RECORDS SHOWN =
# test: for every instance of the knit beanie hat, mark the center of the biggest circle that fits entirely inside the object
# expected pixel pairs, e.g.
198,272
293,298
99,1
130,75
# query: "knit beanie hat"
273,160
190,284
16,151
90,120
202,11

EXERCISE BRIEF = Transcribe the material above, keeping every line and character unchanged.

CORRECT OUTPUT =
# test: for every instance of the knit beanie hat, mark the center of the biggest circle that fits entirely inside the object
# expected pixel pairs, e.g.
198,272
293,298
99,1
130,75
# query: "knit beanie hat"
273,160
190,284
16,151
90,120
202,11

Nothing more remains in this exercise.